# Dataset entries
=-=-=
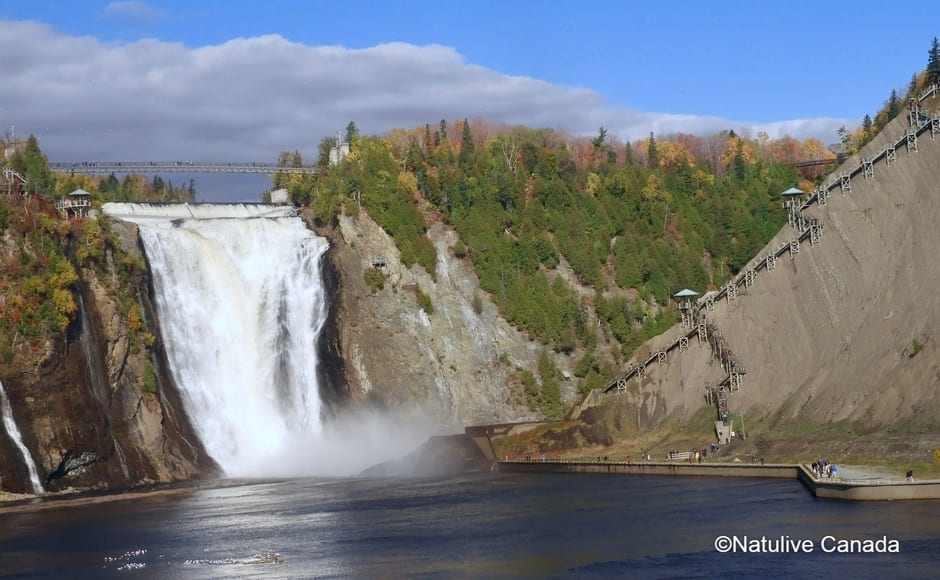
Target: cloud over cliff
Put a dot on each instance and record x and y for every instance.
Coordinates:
(249, 98)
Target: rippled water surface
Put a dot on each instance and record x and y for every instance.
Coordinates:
(565, 526)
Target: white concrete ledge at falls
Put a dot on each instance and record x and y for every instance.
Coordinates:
(157, 212)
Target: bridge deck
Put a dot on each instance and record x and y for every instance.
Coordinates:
=-=-=
# Given instruction
Rewrite the whole listing, changing every "Put a dot on" to "Mark" and leaving everything else unchanged. Leave the pictures out.

# Solution to this task
Target: cloud over cliff
Mark each instance and record x and y for every instance.
Coordinates:
(249, 98)
Target: rippled water surface
Mark each instance and record x and y for every instance.
Coordinates:
(565, 526)
Target: white concrete ledge at falls
Mark each instance and record x and y for every instance.
Coordinates:
(157, 212)
Target: bridge deck
Mark each instance and record x and y for every instance.
Coordinates:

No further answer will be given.